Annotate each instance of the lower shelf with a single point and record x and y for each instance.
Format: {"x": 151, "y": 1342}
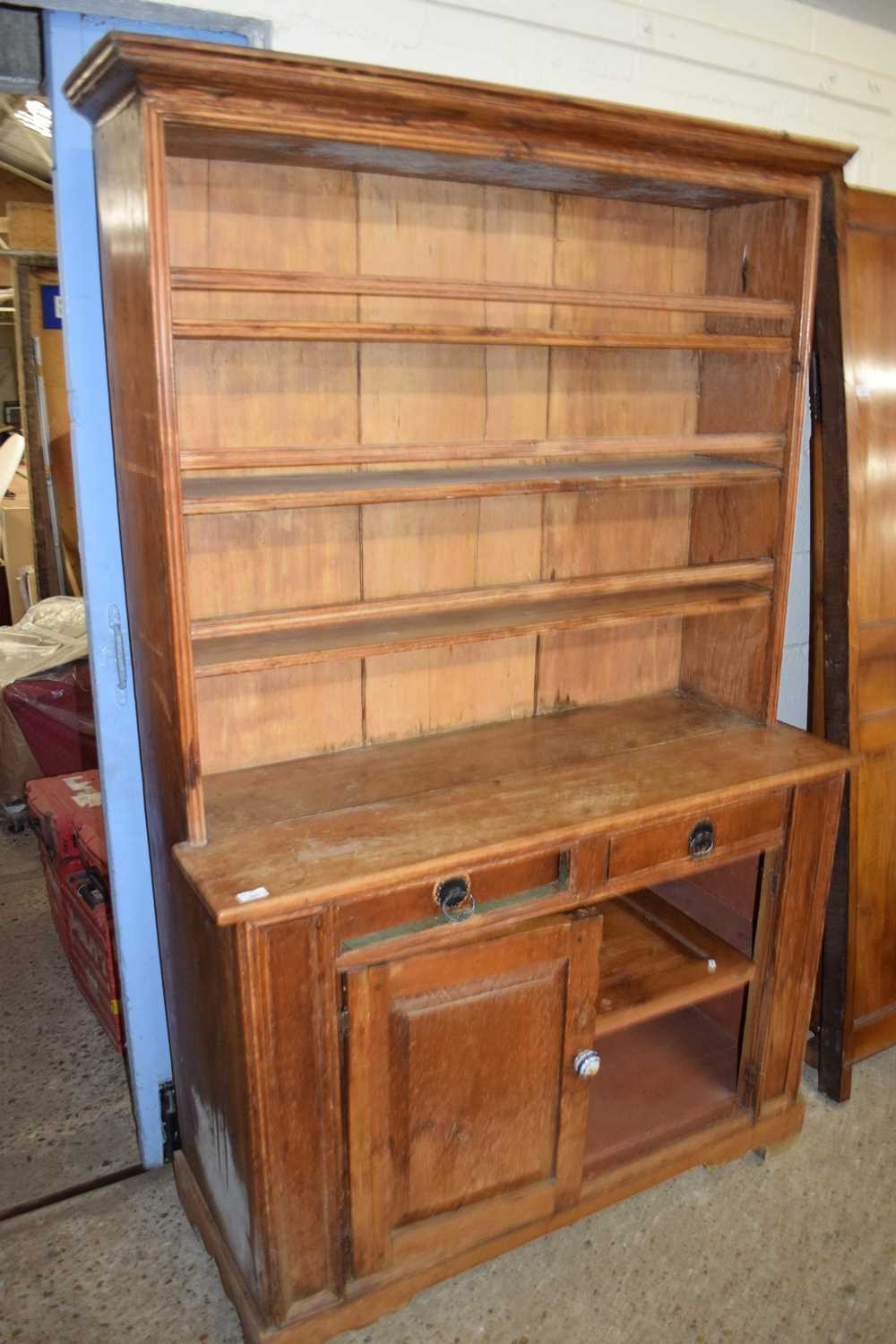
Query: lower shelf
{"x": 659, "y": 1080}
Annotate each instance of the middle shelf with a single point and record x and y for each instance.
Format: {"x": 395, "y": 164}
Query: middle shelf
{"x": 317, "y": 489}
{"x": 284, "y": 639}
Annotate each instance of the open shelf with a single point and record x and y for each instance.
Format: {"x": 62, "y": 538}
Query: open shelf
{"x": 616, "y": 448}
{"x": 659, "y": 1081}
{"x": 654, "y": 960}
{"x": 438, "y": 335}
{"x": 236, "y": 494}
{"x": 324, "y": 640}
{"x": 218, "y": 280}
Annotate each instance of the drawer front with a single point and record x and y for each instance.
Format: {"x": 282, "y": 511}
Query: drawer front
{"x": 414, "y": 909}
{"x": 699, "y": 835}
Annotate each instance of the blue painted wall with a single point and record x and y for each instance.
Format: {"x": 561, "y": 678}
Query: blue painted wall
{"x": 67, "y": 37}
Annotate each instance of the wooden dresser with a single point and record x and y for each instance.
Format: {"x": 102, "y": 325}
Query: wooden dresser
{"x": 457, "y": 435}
☆ ☆ ☆
** Requirement **
Transcribe every line of the items above verbatim, leaving out the picture.

** Written reply **
Annotate each instance of the lower shelf with a single point and record x and y for each instance.
Format: {"x": 151, "y": 1342}
Query: lower shelf
{"x": 659, "y": 1080}
Annotate each instance of the middle shelf with a single point and record x and y for each instance.
Format: {"x": 395, "y": 164}
Query: middle shelf
{"x": 317, "y": 489}
{"x": 284, "y": 639}
Annotate each instance of the open shelf with a single point and record x and y for each instance.
Format: {"x": 62, "y": 538}
Query: open shelf
{"x": 616, "y": 448}
{"x": 659, "y": 1081}
{"x": 654, "y": 960}
{"x": 438, "y": 335}
{"x": 236, "y": 494}
{"x": 324, "y": 640}
{"x": 218, "y": 280}
Annotate each instance of the drawer front with a single point and record x and y for each instance.
Format: {"x": 282, "y": 511}
Query: drawer front
{"x": 414, "y": 909}
{"x": 699, "y": 835}
Annotate each instance of the blue painted wall with a single point and record x and y for each instance.
Format: {"x": 561, "y": 678}
Query: blue painted wall
{"x": 67, "y": 37}
Annotate each instance of the wooden dresser with a single point and record x and y for each instance.
Format: {"x": 102, "y": 325}
Query: wooden dresser
{"x": 457, "y": 435}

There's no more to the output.